**TASK DIRECTIONS:**
Continue the interview with Mira Fornay about "My Dog Killer" from the point where it stops.

**TEXT PROVIDED:**
[Begin]

Mira Fornay on My Dog Killer

At the Filmfestival Cottbus, we caught up with Mira Fornay, director of “Foxes” (2009) and “My Dog Killer” (2013). At the Q & A following the screening of “My Dog Killer”, Fornay revealed that she had been inspired to make the film after finding out that her neighbor had joined a right-wing group. She spent over two years researching such groups, trying to understand what might make an intelligent and friendly Slovak turn towards such extremes.


This was a Czech-Slovak coproduction. Did Czech television contribute to the costs?

We had Czech funding and Slovak funding, and Czech TV joined us at the very end, when the film was almost finished. It was great, because we wouldn’t have been able to finish without them.

Was it distributed through Czech television?

Yes, it will be, but not yet, because it’s not even one year old — we only finished it in January.

We’re really interested in the aesthetic quality of the film, because there were many scenes where it looked like you were only using natural light.

Yes, we didn’t light much, we didn’t have money for that. (Laughs) It’s not all about the money, though. I think if my DP had offered me more lights, I would have said no. But he’s very smart, the DP, he’s a very good one. We agreed it would not be good for the film: no music, not much lighting; and he was flexible enough to also accept my visual concept and compositions which were a bit different from the norm.

It’s part of a very stark aesthetic. Is this a concern with realism?

For me it’s not only about realism, although it’s very sober. But there is a structure, a visual concept from the very beginning. I tried to make a film that is making a point not only through its context, but with form. It’s not like a documentary at all for me, but one must know where and why putting the camera in a particular place is essential for the story. We used hand-held camera, but there are moments when the camera is still. There is a clear concept behind it.

Yes, there are a lot of moments of stillness that are very tense, like when Marek, the protagonist, is sitting outside the beauty parlor and you get lost in his eyes. Did you shoot everything on film?

No, the night shoots were on digital camera Alexa, but the day shooting is 35mm.

Something in the story that also interested me were the little moments of nostalgia for the old Slovakia — the folk songs, the little bit about Jozef Tiso. Do you see a connection between this kind of nostalgia and right-wing movements?

In the story, I wanted to show that everything is connected. I believe that to understand the past properly, it is essential to be capable to understand the present and future. It’s not only nostalgia, but still Tiso as a reference is reflects how some people are very nationalistic and racist these days. So this was the message. I think there needs to be more discussion about this, not to correct or manipulate people, to say “this is good” or “this is bad”, but to discuss why all of this is still happening as it is very connected with what has happened before. There’s heavy history that people keep forgetting, and that’s one reason why people are joining right-wing clubs. It seems to me that they do not understand the background and the tragic political issues behind it.

[End]

**PROVIDED DATA:**

[Begin]

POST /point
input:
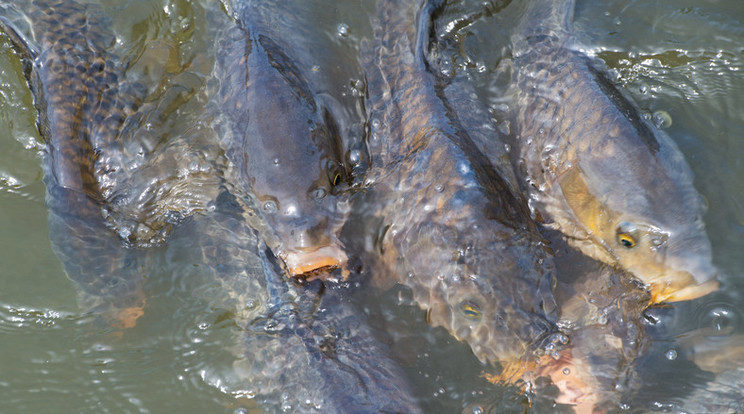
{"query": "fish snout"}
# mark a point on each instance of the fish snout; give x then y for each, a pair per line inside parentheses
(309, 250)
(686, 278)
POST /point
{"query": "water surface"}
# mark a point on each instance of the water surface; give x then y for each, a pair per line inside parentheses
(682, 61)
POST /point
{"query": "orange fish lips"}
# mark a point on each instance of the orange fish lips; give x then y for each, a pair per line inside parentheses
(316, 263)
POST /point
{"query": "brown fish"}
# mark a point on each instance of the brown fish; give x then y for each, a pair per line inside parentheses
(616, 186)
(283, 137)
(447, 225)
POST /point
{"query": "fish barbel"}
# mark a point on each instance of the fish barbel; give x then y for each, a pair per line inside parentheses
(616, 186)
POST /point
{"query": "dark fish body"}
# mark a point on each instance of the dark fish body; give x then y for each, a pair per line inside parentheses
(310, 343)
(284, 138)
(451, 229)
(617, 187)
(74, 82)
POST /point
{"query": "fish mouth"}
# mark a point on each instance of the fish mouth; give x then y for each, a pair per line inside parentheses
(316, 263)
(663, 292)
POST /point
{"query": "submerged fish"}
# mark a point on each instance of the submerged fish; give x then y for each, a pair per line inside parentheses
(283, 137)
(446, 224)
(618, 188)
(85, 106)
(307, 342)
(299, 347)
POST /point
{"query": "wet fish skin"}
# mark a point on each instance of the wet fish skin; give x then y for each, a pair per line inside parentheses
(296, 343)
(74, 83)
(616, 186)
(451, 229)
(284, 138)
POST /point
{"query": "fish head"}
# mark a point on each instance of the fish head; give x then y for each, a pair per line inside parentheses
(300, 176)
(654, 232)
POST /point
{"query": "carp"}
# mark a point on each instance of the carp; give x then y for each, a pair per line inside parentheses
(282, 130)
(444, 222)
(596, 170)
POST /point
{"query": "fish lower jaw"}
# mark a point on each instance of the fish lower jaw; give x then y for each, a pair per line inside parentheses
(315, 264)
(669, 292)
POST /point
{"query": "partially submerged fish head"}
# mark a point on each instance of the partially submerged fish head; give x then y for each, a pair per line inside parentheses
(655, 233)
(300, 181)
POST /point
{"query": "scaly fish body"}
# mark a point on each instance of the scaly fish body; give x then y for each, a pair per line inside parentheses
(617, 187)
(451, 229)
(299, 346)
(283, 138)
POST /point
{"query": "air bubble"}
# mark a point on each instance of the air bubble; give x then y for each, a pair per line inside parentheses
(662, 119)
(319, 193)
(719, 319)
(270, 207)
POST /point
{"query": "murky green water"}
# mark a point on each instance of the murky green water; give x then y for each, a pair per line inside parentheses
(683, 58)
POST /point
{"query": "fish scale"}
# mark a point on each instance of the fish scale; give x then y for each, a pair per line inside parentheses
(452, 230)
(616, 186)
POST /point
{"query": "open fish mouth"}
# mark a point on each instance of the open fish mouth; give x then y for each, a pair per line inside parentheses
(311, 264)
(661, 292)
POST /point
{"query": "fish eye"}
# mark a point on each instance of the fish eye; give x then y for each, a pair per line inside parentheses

[End]

**WRITTEN RESPONSE:**
Has the problem gotten worse in the past few years?

In my opinion, this wave goes a bit up and down. But I think it’s going up right now, because the radicals are behaving “politically correctly”. It was easier to sort this problem before, because right-wings were violent, there were committed crimes, so charges could be taken against them. But now the leaders of this movement have learned “to behave”, and I find them much more dangerous.

And I’m not judging anyone. I spent about three years with many racist and right-wings guys. I swear, most of them are not dull at all. They have a lot of empathy for each other within the group, which doesn’t excuse their way of thinking and their inner racism at all! But the fact they support each other means they have the quality of humanity within the group. So there is great hope to let them understand that humanity must be for everyone.

I really feel compassion for them.

Yes, I think that comes out in the film because you see how financial problems and the lack of support from the state make them all extremely stressed. For the whole beginning of the film, you’re waiting for violence to come out because of that. Do you feel that making the film has brought you to a greater understanding of these people?

Yes, of course. It was a very hard decision to do the subject, because I’m a woman and they’re a little bit scary. But then I realized that this was not such a big deal. I behaved honestly, I respected them as human beings, so they respected me back. However, I never agreed with what they were saying about politics and racism. That was always a strict “no” on my side. But I was interested in their ordinary lives. I was really interested in them as human beings. I was maybe the first person who listened to them and not to argue about politics.

But to me, the reason that people come to the right-wing groups is a problem not of radicals but of the society and the family and school systems – the lack of education. There are a lot of problems that need to be discussed.

I’m not a sociologist, I’m not an anthropologist. I just observe.

Thank you for the interview.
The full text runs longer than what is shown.